___ SUPPLIED RECORDS

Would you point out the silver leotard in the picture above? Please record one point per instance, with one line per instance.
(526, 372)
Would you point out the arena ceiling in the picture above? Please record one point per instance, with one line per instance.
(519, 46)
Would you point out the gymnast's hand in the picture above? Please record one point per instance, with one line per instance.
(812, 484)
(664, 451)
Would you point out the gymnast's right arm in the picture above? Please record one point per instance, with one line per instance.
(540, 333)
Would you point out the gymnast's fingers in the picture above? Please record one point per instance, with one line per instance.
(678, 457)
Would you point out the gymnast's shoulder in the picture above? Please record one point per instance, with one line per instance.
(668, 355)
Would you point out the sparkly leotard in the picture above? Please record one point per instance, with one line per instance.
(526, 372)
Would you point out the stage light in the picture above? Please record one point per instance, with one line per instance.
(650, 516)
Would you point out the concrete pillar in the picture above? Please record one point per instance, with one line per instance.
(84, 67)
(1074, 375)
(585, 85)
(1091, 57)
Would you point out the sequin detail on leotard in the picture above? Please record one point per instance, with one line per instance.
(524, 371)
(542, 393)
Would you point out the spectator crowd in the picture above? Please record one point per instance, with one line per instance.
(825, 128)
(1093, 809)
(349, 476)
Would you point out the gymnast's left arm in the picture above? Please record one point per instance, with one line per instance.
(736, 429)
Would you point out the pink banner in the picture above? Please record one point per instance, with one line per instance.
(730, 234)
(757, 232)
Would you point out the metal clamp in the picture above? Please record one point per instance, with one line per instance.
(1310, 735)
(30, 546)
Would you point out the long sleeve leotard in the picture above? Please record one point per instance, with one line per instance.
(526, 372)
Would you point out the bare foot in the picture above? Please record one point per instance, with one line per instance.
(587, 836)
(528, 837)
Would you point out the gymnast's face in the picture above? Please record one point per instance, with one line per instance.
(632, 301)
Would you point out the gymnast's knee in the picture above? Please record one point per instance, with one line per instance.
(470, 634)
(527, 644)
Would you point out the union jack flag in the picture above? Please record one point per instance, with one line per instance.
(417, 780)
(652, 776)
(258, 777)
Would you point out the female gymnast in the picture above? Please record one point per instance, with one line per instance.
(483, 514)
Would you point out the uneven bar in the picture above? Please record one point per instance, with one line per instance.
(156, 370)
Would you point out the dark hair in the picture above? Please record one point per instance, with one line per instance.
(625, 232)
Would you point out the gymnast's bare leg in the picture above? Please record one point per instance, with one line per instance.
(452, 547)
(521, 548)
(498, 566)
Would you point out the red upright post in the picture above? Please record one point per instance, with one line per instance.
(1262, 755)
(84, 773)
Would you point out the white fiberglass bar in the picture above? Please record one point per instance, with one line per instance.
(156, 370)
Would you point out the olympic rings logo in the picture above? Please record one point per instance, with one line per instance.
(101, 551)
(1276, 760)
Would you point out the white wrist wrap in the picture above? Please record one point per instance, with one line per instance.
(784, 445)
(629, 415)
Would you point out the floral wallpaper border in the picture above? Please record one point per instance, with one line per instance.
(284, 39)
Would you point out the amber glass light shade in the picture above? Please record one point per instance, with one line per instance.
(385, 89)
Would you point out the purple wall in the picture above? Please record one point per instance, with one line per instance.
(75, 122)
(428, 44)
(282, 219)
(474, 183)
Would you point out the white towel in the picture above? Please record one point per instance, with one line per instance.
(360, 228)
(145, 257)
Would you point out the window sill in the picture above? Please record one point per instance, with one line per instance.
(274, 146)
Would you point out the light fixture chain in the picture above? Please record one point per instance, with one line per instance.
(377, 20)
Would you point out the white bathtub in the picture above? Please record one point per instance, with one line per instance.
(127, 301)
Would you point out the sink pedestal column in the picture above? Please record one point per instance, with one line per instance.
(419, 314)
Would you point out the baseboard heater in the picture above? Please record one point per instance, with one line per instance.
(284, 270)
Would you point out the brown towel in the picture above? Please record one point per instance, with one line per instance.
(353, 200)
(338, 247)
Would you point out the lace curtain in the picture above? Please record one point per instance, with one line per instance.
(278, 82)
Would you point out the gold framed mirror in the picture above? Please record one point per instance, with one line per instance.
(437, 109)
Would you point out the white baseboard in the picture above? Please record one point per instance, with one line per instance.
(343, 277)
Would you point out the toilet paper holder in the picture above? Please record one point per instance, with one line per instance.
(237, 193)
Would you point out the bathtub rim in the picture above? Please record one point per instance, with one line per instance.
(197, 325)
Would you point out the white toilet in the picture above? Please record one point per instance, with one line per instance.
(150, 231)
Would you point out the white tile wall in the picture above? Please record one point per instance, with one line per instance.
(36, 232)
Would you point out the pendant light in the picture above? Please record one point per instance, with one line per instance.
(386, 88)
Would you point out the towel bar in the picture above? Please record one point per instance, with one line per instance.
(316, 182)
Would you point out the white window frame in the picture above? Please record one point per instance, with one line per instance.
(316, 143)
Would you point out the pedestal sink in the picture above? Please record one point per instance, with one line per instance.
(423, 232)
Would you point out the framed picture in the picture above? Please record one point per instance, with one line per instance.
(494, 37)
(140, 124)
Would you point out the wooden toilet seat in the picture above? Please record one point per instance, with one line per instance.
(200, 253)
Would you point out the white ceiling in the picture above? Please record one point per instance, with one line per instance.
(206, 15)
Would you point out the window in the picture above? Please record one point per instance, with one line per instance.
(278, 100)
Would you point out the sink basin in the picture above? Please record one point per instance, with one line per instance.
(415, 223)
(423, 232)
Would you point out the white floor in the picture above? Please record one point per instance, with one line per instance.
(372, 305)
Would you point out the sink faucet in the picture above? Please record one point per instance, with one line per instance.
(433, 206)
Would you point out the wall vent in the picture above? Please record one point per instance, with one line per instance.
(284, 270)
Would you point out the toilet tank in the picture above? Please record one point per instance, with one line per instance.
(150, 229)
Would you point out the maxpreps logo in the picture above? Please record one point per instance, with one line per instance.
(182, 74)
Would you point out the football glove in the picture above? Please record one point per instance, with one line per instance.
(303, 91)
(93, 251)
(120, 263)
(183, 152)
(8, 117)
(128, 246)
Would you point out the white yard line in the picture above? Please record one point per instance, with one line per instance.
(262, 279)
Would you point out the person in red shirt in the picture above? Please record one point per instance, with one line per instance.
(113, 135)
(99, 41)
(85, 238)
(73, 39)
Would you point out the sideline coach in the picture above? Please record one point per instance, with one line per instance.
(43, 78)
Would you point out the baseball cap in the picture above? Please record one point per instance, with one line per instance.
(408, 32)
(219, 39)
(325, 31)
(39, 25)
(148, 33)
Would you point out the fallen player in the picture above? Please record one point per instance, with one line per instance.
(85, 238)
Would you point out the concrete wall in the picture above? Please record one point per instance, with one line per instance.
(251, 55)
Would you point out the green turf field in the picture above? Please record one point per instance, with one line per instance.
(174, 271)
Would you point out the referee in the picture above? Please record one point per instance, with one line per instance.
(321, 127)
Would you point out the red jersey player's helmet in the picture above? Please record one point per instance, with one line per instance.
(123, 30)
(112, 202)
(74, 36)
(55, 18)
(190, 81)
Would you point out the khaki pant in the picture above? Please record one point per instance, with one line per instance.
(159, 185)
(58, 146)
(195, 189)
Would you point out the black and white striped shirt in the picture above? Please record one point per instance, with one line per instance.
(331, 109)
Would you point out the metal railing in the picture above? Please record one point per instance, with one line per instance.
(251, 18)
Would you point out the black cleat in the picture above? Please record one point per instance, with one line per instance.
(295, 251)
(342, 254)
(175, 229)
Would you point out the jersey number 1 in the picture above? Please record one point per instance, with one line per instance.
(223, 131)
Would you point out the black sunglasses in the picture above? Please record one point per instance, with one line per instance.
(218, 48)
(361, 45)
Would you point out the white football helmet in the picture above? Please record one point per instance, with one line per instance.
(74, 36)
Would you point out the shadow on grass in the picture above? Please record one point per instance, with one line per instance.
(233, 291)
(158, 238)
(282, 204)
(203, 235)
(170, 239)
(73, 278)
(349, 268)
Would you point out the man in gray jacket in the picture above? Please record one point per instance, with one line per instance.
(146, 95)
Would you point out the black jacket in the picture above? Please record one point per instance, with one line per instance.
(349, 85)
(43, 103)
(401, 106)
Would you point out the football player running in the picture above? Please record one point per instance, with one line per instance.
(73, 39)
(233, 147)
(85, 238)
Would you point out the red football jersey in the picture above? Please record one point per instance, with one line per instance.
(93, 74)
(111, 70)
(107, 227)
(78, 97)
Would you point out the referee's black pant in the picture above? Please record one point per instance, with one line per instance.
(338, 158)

______

* THE EXERCISE: Only the lines from the one containing "Would you point out the white football" to the end of the records should be repeated, exactly as they appear.

* WRITTEN ANSWER:
Would you point out the white football helmet in the picture above? Please record one point per instance, with one line per instance.
(74, 36)
Would you point out the shadow on grass in the picture above? Please record one point per instance, with one line per instance.
(233, 291)
(158, 238)
(282, 204)
(203, 235)
(170, 239)
(73, 278)
(349, 268)
Would you point out the man in gray jacket in the picture above? Please record one point per instance, with one line per instance.
(146, 95)
Would you point out the black jacket in the picture above? Please record one point per instance, with one line per instance.
(349, 85)
(43, 103)
(401, 106)
Would you point out the football player running in the picture above? Please record one point per instance, with one line per instance.
(73, 39)
(233, 147)
(85, 238)
Would you point out the red football jersey in the picture above? Please record one point per instance, with one line per instance.
(93, 74)
(111, 70)
(107, 227)
(78, 97)
Would you point out the referee's black pant in the picture above? Please record one point per instance, with one line per instance.
(338, 158)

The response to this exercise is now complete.